*Work required*. What you return must be every line from the beginning of the data through the line holding "[ ] a point on the wet asphalt", unchanged.

Stored data entries

+++

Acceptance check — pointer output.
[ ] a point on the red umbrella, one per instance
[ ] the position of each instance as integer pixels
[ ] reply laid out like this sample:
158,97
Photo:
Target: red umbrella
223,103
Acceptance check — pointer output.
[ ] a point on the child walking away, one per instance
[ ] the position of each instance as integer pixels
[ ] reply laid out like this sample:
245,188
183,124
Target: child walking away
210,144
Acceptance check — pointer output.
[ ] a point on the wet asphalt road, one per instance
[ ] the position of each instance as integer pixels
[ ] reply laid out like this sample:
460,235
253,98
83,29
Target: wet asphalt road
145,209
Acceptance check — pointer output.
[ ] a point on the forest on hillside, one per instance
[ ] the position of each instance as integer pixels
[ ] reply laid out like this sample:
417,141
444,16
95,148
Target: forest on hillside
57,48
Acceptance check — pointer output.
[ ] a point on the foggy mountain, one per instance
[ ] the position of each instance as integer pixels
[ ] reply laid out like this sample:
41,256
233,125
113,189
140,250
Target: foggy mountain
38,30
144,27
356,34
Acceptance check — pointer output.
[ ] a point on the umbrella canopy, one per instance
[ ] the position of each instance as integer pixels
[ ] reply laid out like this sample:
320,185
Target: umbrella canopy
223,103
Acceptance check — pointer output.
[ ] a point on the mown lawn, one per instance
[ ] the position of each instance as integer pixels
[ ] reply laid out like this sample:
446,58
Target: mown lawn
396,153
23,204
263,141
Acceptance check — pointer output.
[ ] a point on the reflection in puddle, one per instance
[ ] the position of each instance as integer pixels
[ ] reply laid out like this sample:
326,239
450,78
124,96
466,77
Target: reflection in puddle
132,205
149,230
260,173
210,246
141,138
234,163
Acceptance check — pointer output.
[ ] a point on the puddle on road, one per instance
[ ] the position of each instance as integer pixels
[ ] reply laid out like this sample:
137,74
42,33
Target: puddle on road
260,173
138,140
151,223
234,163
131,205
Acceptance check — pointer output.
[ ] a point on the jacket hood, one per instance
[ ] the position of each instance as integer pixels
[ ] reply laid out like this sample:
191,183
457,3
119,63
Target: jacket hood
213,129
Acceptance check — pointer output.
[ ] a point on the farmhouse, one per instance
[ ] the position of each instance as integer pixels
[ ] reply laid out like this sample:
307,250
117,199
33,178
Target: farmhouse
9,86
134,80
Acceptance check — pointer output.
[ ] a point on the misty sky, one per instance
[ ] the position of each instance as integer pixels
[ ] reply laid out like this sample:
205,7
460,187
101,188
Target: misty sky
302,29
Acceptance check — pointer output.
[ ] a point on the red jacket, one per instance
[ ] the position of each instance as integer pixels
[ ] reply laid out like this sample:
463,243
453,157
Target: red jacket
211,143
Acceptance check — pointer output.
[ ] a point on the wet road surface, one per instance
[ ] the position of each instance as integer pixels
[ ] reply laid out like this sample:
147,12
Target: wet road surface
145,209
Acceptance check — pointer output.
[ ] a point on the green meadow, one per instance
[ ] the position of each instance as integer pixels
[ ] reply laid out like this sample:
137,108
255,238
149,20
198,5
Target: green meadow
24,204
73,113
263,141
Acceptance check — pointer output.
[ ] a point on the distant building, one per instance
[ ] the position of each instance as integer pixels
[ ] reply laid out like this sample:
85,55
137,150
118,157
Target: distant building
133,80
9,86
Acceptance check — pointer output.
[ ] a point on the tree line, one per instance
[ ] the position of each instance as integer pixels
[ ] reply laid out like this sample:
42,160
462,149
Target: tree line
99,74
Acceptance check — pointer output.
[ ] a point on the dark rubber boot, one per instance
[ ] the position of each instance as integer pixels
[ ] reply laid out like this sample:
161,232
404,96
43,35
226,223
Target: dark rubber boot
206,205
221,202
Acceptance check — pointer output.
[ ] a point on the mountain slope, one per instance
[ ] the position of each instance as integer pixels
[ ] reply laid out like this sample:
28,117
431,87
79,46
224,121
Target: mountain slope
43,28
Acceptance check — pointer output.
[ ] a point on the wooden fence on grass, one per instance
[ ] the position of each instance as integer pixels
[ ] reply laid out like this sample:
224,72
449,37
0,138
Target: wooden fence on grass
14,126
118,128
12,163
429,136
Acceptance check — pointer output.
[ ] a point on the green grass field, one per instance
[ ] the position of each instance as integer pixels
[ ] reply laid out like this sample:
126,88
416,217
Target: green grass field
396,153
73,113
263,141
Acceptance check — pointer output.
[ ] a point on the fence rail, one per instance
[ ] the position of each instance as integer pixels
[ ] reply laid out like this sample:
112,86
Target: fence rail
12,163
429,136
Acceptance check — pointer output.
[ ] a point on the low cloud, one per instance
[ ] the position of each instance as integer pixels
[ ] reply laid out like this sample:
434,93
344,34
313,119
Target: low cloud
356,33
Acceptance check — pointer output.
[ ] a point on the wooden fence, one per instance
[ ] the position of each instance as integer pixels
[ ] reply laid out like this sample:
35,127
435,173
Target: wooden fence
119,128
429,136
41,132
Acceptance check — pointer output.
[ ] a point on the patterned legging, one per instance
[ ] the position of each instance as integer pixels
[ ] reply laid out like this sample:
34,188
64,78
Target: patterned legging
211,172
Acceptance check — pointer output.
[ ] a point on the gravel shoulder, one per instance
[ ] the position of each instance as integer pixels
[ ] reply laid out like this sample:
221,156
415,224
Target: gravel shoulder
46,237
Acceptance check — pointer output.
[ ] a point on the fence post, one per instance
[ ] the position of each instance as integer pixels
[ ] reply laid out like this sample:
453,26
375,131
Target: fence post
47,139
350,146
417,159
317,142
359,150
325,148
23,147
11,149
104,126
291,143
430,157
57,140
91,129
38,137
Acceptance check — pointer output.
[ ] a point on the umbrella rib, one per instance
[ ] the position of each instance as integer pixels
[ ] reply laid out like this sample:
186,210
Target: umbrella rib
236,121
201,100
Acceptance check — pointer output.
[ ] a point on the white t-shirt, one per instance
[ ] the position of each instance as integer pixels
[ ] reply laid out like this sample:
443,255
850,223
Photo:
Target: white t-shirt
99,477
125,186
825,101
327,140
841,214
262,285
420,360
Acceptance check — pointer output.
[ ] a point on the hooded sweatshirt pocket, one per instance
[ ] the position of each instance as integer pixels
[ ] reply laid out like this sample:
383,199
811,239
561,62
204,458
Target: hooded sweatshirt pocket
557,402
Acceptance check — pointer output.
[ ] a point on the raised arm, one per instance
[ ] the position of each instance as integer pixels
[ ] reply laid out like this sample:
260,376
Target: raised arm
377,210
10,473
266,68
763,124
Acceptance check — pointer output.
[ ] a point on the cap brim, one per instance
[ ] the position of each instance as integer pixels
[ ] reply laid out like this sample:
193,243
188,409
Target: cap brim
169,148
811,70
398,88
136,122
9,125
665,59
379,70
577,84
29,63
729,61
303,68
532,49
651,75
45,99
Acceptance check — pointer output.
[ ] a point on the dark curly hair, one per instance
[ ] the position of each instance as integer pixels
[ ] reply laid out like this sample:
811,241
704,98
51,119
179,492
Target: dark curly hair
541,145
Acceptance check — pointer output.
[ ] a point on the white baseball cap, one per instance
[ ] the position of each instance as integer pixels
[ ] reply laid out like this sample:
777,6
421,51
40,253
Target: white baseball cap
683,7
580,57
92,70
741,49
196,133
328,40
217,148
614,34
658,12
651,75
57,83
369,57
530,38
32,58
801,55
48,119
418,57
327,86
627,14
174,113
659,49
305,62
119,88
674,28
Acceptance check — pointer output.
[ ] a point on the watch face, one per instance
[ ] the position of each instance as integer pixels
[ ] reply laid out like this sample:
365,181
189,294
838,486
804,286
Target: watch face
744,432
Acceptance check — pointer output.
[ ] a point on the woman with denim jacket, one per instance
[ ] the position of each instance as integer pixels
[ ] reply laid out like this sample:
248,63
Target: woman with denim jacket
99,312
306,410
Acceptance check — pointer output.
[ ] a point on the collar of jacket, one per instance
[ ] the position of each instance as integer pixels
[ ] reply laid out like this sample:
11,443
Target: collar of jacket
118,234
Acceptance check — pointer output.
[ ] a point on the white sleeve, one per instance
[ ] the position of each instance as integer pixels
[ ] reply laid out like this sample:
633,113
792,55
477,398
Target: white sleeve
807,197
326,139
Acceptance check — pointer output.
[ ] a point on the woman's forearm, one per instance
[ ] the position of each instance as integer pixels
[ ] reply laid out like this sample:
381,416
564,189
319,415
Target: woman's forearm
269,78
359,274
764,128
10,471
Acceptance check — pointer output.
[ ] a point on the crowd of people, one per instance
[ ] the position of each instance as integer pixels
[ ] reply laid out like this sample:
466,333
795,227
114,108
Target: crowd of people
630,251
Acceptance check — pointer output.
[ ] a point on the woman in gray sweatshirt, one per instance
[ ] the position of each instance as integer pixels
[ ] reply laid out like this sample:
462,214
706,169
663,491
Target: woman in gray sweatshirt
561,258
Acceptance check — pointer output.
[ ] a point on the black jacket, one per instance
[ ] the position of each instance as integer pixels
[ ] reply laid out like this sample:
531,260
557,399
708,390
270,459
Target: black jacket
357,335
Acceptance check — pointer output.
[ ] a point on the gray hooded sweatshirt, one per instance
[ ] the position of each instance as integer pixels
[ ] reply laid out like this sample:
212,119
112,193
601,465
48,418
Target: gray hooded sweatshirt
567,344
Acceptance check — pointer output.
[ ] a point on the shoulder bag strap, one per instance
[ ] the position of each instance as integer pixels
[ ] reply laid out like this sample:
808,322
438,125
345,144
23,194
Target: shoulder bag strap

+++

*Answer below*.
Acceptance check — pointer output.
[ ] a point on the red umbrella, one per instance
[ ] the position of each instance as integer pixels
[ ] reply laid out like this sample:
158,97
Photo:
Target: red umbrella
223,103
Acceptance check — pointer output.
[ ] a point on the child walking away, one per instance
[ ] the position of each instance as integer pixels
[ ] reply laid out like this sample:
245,188
183,124
Target: child walking away
210,144
Acceptance check — pointer output.
[ ] a point on the wet asphalt road, one per instance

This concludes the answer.